> [Data to use]
-=-=-
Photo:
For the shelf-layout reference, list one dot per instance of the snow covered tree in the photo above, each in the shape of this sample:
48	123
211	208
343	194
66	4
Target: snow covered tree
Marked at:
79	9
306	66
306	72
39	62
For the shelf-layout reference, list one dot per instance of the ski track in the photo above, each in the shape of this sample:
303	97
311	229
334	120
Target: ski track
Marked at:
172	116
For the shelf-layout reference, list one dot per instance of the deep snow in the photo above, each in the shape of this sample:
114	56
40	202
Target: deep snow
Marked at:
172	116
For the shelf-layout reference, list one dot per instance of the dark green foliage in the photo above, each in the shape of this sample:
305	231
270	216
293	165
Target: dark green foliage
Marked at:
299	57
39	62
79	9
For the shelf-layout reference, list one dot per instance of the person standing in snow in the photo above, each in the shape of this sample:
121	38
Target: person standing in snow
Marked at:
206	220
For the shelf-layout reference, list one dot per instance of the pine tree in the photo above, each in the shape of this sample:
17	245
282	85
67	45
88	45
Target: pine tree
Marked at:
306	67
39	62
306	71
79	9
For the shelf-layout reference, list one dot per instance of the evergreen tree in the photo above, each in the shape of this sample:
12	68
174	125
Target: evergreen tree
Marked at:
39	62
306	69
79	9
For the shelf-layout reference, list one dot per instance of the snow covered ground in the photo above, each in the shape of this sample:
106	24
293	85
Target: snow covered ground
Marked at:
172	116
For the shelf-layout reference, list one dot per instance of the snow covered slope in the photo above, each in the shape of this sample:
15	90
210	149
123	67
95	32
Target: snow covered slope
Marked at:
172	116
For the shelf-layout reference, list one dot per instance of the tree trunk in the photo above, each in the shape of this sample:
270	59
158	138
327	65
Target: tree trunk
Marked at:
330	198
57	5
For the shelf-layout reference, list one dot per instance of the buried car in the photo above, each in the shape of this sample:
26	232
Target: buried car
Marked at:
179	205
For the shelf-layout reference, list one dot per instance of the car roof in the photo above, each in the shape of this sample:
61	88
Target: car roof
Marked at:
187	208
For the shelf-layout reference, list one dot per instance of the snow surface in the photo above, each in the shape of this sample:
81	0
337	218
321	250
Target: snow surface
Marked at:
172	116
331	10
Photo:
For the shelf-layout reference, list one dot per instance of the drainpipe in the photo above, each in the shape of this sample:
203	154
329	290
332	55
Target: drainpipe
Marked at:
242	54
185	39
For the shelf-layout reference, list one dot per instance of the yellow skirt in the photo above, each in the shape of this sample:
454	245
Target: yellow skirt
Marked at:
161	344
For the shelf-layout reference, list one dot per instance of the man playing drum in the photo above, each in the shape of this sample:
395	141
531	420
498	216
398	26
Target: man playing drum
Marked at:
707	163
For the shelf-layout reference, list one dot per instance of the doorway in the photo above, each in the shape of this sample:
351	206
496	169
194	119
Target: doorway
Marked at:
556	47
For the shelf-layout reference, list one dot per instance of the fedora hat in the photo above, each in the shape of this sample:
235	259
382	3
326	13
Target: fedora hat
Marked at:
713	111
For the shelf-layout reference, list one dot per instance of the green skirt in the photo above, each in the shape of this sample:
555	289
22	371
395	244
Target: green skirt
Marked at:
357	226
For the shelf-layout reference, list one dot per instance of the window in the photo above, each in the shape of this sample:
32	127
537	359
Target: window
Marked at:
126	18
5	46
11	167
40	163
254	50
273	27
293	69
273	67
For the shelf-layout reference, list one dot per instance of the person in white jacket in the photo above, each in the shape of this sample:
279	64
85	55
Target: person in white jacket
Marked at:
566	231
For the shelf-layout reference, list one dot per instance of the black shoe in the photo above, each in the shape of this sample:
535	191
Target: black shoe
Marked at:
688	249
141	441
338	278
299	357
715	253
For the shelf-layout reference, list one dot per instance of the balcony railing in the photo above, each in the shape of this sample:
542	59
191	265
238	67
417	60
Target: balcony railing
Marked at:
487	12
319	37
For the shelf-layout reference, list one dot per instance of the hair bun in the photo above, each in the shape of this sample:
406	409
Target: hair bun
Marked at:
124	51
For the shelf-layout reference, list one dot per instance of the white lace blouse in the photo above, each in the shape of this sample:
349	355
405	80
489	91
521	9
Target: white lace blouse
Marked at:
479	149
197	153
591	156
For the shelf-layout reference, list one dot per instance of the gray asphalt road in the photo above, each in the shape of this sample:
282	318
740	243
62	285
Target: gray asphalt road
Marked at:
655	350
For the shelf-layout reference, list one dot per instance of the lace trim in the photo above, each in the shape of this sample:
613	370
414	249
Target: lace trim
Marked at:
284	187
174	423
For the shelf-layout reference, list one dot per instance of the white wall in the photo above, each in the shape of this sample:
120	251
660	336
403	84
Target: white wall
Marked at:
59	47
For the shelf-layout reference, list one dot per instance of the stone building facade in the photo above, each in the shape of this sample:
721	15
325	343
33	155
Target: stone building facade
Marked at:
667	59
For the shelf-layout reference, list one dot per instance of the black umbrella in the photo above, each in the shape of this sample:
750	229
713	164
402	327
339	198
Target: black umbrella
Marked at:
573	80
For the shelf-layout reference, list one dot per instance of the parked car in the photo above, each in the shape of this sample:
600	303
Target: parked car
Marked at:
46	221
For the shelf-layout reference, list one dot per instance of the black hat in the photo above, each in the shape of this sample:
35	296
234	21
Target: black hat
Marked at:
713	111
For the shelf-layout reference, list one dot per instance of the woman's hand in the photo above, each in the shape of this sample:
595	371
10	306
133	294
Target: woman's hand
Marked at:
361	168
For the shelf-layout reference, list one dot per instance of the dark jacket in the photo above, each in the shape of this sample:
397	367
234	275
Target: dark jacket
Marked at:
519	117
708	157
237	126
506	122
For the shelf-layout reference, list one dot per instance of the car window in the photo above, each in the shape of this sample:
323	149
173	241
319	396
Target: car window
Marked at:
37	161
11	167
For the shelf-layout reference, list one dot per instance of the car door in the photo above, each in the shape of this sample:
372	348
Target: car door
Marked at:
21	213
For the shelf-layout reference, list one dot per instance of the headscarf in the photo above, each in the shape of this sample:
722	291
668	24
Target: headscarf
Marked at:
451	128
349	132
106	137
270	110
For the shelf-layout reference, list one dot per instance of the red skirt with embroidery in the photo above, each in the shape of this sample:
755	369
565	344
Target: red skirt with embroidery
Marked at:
-=-=-
> [Exercise directions]
Count the lines above that contain "wall", and give only the number.

> [Response to the exercise]
2